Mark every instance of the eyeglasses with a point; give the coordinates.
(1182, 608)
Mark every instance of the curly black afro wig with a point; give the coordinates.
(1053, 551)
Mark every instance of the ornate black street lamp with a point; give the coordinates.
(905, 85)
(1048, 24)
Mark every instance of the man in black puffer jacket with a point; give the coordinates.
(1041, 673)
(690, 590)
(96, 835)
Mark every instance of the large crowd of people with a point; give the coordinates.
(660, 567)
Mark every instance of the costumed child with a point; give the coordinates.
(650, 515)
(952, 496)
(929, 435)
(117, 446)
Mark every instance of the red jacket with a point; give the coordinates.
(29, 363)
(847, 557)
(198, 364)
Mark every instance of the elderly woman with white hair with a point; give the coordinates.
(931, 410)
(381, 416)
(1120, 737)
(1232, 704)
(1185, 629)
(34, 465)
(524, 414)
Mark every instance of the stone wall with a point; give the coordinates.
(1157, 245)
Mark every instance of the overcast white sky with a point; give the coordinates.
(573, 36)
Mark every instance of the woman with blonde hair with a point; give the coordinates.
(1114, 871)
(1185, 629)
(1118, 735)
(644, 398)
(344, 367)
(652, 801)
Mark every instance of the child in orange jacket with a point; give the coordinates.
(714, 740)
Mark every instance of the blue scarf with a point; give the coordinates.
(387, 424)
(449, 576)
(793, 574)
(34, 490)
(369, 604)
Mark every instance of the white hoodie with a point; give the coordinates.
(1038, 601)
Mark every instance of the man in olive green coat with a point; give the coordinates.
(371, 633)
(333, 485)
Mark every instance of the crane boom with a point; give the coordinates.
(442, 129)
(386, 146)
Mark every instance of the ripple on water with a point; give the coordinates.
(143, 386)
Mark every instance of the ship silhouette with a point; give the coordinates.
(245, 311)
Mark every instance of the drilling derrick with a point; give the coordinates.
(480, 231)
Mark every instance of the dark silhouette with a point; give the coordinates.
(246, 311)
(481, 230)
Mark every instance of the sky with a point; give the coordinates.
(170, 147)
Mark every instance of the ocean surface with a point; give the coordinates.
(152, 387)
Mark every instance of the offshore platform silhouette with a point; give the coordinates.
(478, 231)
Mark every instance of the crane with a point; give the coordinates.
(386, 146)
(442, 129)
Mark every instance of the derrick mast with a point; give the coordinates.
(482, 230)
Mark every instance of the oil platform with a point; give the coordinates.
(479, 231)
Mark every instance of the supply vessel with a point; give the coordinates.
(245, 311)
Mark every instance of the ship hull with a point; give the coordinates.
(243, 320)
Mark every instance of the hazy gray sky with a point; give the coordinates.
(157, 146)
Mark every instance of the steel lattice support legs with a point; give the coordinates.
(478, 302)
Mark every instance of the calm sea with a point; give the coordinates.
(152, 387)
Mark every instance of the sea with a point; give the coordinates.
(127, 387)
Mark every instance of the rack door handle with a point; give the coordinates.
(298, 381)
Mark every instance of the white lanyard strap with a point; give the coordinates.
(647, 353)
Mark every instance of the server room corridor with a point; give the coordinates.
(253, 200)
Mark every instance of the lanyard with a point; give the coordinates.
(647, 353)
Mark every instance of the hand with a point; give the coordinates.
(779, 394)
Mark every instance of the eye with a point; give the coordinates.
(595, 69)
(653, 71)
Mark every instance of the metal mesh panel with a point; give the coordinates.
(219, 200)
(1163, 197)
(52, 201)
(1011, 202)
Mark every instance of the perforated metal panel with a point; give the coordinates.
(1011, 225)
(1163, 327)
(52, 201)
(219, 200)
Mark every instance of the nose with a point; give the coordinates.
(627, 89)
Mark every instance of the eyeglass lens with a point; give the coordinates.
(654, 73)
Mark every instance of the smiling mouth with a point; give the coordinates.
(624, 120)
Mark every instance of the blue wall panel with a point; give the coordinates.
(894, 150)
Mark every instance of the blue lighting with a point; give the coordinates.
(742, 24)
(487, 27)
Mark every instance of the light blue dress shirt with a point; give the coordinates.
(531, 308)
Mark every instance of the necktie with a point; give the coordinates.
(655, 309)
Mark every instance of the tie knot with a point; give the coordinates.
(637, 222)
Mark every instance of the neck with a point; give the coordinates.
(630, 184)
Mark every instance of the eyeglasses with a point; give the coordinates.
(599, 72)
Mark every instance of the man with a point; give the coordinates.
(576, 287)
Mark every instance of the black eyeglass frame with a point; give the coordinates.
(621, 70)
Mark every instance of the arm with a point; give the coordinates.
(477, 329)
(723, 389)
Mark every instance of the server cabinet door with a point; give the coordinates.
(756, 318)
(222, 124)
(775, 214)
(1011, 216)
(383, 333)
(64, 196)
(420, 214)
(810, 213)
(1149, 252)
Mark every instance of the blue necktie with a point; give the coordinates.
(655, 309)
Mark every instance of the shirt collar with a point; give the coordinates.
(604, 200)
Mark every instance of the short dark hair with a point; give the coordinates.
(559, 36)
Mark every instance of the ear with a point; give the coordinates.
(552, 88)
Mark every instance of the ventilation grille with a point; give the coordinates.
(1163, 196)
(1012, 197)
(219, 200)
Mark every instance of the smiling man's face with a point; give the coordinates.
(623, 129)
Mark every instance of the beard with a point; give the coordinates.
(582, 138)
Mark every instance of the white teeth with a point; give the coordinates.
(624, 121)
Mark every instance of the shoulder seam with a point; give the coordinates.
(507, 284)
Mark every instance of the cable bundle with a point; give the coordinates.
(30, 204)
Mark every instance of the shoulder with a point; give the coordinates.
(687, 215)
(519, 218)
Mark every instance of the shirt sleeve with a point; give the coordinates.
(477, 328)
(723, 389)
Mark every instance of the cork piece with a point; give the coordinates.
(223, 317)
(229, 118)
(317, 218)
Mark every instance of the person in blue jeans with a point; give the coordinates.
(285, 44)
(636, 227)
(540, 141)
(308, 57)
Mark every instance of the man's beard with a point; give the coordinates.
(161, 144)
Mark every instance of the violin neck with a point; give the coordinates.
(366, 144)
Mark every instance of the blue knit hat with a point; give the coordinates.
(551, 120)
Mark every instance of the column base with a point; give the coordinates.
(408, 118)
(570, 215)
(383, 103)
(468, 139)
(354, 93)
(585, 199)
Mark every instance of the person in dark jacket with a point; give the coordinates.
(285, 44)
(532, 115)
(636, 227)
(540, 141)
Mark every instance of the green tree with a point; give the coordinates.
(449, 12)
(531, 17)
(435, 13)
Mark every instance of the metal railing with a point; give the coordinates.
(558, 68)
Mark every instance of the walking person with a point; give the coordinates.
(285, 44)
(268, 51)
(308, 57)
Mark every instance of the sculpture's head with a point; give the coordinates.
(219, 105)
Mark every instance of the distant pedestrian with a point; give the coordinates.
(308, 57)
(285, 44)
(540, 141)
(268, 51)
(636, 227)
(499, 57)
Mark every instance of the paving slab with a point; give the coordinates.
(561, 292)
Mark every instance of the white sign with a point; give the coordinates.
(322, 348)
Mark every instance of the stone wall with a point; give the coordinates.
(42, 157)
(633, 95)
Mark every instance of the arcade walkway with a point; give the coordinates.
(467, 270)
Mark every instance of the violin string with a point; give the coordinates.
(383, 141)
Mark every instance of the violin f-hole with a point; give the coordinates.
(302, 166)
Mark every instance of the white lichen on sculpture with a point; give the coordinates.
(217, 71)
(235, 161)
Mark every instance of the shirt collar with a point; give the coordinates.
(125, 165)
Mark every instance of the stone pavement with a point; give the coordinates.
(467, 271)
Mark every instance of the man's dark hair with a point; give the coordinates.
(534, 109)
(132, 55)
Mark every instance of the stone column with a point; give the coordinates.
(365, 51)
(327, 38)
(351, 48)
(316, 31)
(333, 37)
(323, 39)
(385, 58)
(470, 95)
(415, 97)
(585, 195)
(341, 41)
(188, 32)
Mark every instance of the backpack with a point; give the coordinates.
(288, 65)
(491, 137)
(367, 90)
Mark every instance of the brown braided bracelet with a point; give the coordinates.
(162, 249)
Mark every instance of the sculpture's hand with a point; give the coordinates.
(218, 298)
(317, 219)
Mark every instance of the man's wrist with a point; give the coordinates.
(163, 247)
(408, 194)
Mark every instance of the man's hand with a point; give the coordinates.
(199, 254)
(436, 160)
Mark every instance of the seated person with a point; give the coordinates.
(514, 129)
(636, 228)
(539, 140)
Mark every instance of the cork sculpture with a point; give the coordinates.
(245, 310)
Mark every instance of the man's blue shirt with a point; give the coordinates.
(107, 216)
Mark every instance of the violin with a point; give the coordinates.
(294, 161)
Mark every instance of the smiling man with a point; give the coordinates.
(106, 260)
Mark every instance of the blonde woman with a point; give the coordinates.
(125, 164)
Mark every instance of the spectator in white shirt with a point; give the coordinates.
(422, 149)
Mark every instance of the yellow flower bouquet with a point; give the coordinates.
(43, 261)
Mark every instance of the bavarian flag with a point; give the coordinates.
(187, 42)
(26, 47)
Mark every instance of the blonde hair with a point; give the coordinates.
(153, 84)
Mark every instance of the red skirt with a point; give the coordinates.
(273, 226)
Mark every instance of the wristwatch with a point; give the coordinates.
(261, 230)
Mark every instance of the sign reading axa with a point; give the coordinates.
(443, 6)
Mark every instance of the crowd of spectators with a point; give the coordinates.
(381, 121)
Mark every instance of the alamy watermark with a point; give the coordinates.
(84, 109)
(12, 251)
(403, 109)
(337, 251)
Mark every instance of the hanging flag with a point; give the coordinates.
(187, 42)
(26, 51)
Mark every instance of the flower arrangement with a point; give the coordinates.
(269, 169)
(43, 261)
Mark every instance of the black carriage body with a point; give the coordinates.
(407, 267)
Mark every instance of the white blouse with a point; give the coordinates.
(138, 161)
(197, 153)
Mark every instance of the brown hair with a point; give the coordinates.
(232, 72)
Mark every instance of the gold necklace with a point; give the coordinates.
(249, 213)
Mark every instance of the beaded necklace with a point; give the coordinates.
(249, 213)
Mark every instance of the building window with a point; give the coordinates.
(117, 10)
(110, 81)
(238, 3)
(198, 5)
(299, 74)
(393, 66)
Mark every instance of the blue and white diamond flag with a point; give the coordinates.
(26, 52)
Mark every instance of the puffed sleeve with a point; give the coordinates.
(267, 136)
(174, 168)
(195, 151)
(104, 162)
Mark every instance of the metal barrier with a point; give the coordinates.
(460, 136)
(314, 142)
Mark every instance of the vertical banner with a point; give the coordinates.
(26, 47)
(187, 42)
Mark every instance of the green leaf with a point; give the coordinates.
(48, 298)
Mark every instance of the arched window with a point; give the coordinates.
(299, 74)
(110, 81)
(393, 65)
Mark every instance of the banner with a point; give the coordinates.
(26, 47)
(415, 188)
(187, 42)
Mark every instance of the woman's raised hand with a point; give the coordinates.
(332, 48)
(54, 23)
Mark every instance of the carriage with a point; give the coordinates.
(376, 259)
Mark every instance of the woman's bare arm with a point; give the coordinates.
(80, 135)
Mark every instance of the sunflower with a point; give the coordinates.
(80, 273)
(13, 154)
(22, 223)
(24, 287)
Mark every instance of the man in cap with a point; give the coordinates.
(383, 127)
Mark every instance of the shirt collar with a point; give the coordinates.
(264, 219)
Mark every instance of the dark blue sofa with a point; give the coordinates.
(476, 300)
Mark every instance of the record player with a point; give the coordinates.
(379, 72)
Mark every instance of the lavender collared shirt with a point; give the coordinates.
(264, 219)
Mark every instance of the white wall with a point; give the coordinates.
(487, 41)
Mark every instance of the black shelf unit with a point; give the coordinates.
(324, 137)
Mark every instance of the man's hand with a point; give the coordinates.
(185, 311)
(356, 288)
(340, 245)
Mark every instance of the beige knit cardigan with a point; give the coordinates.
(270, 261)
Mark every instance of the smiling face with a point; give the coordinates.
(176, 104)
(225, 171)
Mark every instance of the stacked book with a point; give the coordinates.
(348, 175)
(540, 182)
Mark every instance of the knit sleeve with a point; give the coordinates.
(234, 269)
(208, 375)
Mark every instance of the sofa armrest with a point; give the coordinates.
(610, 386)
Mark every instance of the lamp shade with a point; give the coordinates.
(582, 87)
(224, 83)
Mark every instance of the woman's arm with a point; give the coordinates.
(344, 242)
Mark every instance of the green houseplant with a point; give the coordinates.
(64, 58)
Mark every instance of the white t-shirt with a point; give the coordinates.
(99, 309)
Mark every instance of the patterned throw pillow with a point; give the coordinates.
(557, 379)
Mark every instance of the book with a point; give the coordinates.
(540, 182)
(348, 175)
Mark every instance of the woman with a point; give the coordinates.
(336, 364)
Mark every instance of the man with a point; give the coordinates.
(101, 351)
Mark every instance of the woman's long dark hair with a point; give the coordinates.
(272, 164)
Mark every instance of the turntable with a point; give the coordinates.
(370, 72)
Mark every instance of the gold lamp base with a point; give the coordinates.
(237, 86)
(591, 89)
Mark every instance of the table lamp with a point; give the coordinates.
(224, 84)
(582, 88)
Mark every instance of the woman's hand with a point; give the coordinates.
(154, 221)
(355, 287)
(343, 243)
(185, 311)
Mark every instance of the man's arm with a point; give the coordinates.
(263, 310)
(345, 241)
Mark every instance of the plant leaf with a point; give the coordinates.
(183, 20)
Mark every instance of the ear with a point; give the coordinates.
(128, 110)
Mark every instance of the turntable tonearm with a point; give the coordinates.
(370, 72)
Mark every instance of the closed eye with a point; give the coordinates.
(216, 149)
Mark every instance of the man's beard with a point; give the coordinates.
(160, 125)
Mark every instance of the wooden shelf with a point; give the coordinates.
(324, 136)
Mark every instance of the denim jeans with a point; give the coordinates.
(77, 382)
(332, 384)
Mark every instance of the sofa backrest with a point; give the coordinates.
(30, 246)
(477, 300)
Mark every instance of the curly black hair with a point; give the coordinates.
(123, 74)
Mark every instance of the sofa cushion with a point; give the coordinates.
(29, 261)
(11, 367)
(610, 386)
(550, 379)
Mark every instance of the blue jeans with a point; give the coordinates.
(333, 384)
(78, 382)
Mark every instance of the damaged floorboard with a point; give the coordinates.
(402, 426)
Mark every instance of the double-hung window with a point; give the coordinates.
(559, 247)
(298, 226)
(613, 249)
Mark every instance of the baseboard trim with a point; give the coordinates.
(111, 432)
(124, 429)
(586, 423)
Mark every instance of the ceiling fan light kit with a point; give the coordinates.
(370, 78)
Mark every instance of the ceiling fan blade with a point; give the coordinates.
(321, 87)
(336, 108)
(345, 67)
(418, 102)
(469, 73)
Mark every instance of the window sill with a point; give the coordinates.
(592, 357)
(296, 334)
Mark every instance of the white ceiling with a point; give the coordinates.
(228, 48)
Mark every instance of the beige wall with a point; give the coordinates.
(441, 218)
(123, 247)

**PROBLEM DETAILS**
Take the line in which "Mark every instance of the denim" occurs and each subsequent line through the end; give these lines again without alteration.

**COMPLETE ANSWER**
Mark every instance of the denim jeans with a point; give the coordinates.
(77, 382)
(332, 384)
Mark every instance of the sofa backrest with a point; give the coordinates.
(30, 246)
(477, 300)
Mark every instance of the curly black hair with a point; give the coordinates.
(123, 74)
Mark every instance of the sofa cushion with a point; give the coordinates.
(29, 261)
(11, 367)
(610, 386)
(550, 379)
Mark every instance of the blue jeans with a point; give the coordinates.
(333, 384)
(78, 382)
Mark every instance of the damaged floorboard with a point; give the coordinates.
(402, 426)
Mark every instance of the double-hung window with a point; give the coordinates.
(559, 247)
(298, 226)
(613, 249)
Mark every instance of the baseboard trim with a point; give the coordinates.
(111, 432)
(124, 429)
(586, 423)
Mark every instance of the ceiling fan light kit with a point; give the coordinates.
(370, 78)
Mark every instance of the ceiling fan blade with a point; give the coordinates.
(321, 87)
(336, 108)
(345, 67)
(418, 102)
(469, 73)
Mark every instance of the window sill with a point; give the coordinates.
(592, 357)
(296, 334)
Mark every instance of the white ceiling with a point; give the coordinates.
(228, 48)
Mark every instance of the beige wall with a point; give the coordinates.
(441, 218)
(123, 247)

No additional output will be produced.